Work out how many lines of the entries have the word "stalk" in them. Respond with that number only.

▶ _Extracted data entries_:

• • • • •

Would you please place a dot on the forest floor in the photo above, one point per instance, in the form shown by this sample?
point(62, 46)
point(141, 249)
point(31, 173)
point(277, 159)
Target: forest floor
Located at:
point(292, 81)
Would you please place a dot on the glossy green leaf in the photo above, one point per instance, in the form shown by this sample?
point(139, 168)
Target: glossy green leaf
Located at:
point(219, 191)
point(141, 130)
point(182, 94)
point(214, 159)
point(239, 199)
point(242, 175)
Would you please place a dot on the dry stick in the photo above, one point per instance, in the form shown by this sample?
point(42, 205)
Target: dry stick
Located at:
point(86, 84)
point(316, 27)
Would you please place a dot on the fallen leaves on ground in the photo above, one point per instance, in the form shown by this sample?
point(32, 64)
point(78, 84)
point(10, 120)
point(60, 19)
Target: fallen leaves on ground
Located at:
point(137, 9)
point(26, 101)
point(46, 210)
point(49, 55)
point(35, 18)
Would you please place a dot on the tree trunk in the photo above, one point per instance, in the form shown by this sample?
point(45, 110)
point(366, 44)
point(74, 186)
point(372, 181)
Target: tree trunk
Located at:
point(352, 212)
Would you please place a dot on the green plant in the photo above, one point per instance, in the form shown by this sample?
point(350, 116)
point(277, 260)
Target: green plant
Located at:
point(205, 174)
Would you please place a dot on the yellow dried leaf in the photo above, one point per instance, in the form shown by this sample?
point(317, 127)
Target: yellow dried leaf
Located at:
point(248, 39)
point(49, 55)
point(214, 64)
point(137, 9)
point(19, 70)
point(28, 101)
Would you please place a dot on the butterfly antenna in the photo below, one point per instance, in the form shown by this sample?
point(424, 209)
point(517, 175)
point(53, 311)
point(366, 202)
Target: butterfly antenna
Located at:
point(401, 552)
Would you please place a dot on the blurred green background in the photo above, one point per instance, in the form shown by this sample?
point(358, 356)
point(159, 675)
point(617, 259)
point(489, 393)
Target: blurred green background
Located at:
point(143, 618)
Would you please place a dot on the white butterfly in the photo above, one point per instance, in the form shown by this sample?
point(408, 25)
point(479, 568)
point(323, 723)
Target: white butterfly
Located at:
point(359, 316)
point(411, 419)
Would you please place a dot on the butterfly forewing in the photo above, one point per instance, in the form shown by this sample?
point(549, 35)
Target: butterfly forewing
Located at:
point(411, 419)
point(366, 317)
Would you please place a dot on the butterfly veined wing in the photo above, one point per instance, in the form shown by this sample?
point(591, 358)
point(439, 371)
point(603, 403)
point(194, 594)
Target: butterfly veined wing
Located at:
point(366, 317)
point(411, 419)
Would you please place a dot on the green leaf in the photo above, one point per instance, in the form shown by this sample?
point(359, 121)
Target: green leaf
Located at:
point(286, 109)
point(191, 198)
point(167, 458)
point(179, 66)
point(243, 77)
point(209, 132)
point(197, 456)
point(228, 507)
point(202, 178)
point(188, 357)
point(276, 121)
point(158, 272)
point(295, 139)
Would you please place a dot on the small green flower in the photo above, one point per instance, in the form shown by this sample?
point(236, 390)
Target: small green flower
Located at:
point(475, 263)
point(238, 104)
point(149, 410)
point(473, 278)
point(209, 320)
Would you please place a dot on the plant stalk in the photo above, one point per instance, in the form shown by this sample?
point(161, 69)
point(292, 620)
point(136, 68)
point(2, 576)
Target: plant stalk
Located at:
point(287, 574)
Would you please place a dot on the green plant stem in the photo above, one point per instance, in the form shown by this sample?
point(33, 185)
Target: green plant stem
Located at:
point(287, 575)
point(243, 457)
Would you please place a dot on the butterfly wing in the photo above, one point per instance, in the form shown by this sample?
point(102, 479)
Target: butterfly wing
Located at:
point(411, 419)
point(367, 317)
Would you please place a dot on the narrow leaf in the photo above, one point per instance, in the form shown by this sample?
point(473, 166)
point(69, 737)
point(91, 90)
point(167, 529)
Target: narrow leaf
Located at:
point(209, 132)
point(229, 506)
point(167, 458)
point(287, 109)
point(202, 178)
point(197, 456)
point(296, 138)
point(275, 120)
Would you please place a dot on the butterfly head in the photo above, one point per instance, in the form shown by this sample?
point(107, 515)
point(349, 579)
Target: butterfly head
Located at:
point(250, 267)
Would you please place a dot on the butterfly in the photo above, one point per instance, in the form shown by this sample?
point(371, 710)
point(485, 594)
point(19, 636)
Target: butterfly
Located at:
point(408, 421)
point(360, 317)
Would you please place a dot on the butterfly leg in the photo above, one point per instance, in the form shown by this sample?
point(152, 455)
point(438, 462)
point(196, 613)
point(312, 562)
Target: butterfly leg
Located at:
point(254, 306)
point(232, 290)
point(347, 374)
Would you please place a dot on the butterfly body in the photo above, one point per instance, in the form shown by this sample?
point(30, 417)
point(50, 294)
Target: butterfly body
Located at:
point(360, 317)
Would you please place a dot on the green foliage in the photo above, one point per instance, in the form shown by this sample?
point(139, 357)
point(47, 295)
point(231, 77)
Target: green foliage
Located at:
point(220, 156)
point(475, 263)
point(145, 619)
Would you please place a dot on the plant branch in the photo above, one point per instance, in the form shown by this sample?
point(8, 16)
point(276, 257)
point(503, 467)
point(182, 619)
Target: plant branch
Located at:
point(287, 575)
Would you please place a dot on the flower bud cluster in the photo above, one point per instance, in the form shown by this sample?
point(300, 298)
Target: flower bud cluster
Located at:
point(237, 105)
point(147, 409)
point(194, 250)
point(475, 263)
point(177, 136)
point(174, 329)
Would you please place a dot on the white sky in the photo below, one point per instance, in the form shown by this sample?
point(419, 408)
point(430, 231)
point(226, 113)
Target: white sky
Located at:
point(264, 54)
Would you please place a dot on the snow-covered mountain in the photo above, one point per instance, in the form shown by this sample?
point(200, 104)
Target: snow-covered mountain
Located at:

• • • • •

▶ _Reply_: 2